▶ [CONSIGNE]
Veuillez indiquer, d'après l'extrait, quelles élections avaient selon le gouvernement donné lieu à des confusions et à des équivoques.

On a tergiversé, on s’est perdu en toute sorte de consultations et de colloques plus ou moins compromettans, lorsqu’il fallait se décider simplement et franchement sans avoir l’air de marchander avec les nécessités de la situation. M. le président de la république, dira-t-on, ne peut cependant se livrer sans réserve à la mobilité des influences parlementaires ; il ne peut choisir ou accepter qu’un ministère conservateur. C’est son honneur et son devoir de résister, de rester la personnification vivante de toutes les garanties conservatrices ! — Que signifie cette résistance dont on parle sans cesse, dont on semble faire le mot d’ordre d’une politique ? La situation, telle qu’elle a été faite, est en vérité assez claire. Le gouvernement, à ses risques et périls, a cru, il y a six mois de cela, que la chambre des députés ne représentait pas l’opinion de la France, que dans les élections de 1876 il y avait eu des confusions et des équivoques. Il a demandé au sénat son concours, au moins son aveu, pour la dissolution, il a obtenu ce qu’il demandait. Il exerçait un droit qu’il tient de la constitution, et ce droit, on peut le dire, il l’a exercé sans scrupules, sans mesure, à la faveur de cet interrègne parlementaire pendant lequel il a déployé toutes les ressources d’un pouvoir presque sans contrôle. Le pays, malgré l’excès des pressions administratives, s’est prononcé librement, comme il l’a voulu, en renvoyant à la chambre la plus grande partie de la majorité républicaine qui avait été frappée. Voilà le fait ! Si on avait le droit d’interroger le suffrage universel, le suffrage universel a eu certainement à plus forte raison le droit de répondre, et lorsqu’aujourd’hui on parle sans cesse de protester, on ne voit pas qu’en réalité c’est contre une décision du pays qu’on proteste, en se plaçant aventureusement, dangereusement, dans l’arbitraire des interprétations personnelles. De quelle autorité s’armerait-on pour une résistance aussi extraordinaire ? D’où tire-t-on ce droit de résister que des esprits échauffés de réaction ne cessent d’invoquer ? On n’a pas réfléchi sans doute que ce serait là engager sans mandat, sans raison sérieuse, une terrible partie contre la souveraineté nationale elle-même manifestée par un vote tout récent.

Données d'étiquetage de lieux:
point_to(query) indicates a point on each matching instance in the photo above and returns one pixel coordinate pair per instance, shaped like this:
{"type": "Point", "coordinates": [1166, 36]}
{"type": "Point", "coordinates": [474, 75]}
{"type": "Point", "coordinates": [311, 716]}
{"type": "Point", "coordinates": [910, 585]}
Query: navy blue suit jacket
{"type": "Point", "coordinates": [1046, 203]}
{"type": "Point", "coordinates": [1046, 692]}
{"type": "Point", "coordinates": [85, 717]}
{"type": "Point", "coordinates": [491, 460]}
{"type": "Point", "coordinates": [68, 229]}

▶ [RÉSULTAT]
Les élections de 1876.